**The records:**
Start of Block
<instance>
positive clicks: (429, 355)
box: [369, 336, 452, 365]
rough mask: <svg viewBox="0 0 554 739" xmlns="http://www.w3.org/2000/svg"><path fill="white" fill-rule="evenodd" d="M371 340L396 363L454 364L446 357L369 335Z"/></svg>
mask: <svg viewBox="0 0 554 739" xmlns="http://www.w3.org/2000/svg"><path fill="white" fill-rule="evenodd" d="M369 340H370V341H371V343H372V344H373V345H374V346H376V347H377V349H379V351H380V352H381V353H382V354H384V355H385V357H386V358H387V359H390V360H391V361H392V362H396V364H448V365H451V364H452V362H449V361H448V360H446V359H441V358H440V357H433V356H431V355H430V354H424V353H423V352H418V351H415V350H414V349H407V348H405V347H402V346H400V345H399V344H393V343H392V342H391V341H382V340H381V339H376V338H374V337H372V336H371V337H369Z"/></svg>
End of Block
**Task objective:** Output exactly what runs from the line with "box: [369, 336, 452, 365]" to the final line above, both lines included, and nothing else.

**Solution to this task:**
box: [369, 336, 452, 365]
rough mask: <svg viewBox="0 0 554 739" xmlns="http://www.w3.org/2000/svg"><path fill="white" fill-rule="evenodd" d="M371 340L396 363L454 364L446 357L369 335Z"/></svg>
mask: <svg viewBox="0 0 554 739" xmlns="http://www.w3.org/2000/svg"><path fill="white" fill-rule="evenodd" d="M369 340H370V341H371V343H372V344H373V345H374V346H376V347H377V349H379V351H380V352H381V353H382V354H384V355H385V357H386V358H387V359H390V360H391V361H392V362H396V364H448V365H451V364H452V362H449V361H448V360H446V359H441V358H440V357H433V356H431V355H430V354H424V353H423V352H418V351H415V350H414V349H407V348H405V347H402V346H400V345H399V344H393V343H392V342H391V341H382V340H381V339H376V338H374V337H372V336H371V337H369Z"/></svg>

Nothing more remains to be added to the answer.